**THE TASK**
Everything from the line containing "the black and" down to the last line of the entries below must be transcribed exactly, and nothing else.

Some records
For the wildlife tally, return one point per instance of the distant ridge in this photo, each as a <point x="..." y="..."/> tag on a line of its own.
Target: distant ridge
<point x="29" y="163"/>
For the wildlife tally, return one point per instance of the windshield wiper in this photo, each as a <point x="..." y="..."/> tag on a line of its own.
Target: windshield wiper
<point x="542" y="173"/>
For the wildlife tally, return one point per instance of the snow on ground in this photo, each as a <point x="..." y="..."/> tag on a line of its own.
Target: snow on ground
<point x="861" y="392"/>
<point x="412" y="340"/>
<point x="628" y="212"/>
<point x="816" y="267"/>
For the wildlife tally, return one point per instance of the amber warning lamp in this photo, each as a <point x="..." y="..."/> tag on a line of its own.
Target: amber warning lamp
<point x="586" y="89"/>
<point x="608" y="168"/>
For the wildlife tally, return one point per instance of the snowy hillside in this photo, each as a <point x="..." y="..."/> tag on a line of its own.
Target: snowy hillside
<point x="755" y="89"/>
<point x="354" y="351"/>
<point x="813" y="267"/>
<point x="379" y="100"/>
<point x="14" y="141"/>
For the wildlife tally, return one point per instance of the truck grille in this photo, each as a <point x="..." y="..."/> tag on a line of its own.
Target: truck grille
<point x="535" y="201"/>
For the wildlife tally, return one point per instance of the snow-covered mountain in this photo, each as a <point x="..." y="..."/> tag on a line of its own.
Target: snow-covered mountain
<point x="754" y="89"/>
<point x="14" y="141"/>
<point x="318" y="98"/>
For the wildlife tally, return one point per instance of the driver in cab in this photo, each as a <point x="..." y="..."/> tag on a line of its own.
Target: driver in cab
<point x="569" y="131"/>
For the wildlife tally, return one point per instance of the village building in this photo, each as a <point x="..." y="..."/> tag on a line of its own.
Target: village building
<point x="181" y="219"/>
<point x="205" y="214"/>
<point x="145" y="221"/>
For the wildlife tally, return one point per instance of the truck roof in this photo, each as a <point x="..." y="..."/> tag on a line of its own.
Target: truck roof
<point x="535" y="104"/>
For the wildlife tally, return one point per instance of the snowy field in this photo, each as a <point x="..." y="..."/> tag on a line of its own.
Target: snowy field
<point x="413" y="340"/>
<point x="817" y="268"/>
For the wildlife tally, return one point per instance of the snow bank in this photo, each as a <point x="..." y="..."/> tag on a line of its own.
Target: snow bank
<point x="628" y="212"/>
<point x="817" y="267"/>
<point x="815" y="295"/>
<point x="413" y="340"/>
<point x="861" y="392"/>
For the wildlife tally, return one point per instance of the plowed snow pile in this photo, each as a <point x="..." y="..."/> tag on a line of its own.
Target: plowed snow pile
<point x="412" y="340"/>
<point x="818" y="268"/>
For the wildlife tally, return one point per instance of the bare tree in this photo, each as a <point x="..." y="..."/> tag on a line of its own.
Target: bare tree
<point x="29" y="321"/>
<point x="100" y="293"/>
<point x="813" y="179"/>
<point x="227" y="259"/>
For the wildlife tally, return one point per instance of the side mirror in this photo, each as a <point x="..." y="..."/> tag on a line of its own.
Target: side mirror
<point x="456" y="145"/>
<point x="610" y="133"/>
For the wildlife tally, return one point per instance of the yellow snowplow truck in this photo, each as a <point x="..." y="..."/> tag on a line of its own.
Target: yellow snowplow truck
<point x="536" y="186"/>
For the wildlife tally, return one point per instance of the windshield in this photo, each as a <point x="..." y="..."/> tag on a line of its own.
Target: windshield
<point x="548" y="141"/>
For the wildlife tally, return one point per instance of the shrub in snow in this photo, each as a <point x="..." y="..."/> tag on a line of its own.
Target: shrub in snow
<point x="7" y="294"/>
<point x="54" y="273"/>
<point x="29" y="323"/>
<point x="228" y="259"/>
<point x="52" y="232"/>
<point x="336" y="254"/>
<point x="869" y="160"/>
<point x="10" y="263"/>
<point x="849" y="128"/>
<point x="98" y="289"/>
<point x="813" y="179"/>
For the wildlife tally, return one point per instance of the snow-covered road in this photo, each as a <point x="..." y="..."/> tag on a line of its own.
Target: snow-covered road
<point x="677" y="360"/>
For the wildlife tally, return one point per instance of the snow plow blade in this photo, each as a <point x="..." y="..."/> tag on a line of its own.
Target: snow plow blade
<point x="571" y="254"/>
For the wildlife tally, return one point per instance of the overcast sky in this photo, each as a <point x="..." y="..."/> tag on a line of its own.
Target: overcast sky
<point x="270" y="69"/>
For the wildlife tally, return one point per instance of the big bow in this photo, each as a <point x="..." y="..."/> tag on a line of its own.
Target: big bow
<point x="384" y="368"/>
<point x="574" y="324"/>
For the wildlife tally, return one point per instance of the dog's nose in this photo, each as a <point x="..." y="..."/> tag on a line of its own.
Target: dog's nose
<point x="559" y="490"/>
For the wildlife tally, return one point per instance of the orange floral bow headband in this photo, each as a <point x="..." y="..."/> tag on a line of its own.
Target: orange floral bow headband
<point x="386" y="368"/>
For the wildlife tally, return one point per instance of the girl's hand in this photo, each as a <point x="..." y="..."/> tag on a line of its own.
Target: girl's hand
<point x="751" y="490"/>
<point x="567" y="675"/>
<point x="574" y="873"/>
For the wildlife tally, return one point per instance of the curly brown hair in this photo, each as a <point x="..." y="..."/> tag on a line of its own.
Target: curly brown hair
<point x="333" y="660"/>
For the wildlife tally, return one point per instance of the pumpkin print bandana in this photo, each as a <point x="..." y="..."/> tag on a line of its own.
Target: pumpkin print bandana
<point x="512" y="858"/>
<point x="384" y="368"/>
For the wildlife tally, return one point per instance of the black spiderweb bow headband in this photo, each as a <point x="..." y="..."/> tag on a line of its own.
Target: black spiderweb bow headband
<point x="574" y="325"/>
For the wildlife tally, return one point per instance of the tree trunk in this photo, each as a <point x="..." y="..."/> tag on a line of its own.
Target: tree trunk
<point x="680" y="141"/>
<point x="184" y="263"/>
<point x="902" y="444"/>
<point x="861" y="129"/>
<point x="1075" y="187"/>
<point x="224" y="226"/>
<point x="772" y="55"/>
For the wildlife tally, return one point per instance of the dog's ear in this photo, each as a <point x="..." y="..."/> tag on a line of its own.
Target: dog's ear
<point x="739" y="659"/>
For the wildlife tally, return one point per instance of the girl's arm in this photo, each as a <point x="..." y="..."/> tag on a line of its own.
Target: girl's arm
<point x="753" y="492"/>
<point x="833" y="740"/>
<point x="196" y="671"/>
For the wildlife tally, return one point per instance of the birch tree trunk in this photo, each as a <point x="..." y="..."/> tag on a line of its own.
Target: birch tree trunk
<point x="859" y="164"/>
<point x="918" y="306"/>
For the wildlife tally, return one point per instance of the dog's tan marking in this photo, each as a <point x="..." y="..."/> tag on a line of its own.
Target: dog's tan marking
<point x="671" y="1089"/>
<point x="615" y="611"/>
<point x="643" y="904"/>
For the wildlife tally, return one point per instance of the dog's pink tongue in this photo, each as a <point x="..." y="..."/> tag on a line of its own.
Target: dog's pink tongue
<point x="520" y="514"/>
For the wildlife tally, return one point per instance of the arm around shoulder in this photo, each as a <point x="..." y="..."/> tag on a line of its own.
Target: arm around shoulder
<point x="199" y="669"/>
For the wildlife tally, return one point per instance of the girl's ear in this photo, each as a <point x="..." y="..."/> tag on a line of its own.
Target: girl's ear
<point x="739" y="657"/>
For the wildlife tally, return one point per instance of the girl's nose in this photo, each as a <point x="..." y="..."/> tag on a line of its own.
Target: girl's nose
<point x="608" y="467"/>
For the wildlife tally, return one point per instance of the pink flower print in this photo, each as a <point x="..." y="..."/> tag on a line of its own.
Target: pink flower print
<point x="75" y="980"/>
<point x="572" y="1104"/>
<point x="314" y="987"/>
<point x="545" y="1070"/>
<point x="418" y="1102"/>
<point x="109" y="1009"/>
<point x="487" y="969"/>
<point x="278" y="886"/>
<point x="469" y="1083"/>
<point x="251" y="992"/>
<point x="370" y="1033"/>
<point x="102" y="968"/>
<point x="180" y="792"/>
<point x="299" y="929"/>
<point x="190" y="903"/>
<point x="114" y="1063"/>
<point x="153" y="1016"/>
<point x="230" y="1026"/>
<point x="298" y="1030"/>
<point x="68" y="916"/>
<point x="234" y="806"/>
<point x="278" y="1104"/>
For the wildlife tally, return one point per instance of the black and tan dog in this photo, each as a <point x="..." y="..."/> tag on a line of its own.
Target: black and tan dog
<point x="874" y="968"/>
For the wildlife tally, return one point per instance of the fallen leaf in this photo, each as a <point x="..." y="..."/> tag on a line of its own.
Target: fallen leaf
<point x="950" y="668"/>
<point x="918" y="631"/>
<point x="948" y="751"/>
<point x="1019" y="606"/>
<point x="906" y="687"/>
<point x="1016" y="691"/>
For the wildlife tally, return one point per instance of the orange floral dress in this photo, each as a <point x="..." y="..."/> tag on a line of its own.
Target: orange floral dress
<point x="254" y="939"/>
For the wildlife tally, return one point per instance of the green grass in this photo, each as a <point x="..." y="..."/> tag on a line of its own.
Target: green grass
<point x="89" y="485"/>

**SOLUTION FOR THIS PROBLEM**
For the wildlife tally, return one point per instance of the black and tan dog in this photo, each as a <point x="..." y="..."/> tag on a line of its own.
Target: black and tan dog
<point x="874" y="968"/>
For the wildlife tally, return one point per instance of the fallen leaf in this photo, each as a <point x="..." y="..."/> tag on a line of its own.
Target: fallen leaf
<point x="950" y="668"/>
<point x="918" y="631"/>
<point x="948" y="751"/>
<point x="1019" y="606"/>
<point x="906" y="687"/>
<point x="1016" y="691"/>
For the wildlife tally, return one point per instance of the orange floral dress in this photo, each as a <point x="..." y="..."/> tag on a line of its own.
Target: orange floral dress
<point x="254" y="939"/>
For the wildlife tally, return one point per instance of the green grass in this photo, each as a <point x="..." y="..."/> tag on a line of its own.
Target: green grass
<point x="89" y="485"/>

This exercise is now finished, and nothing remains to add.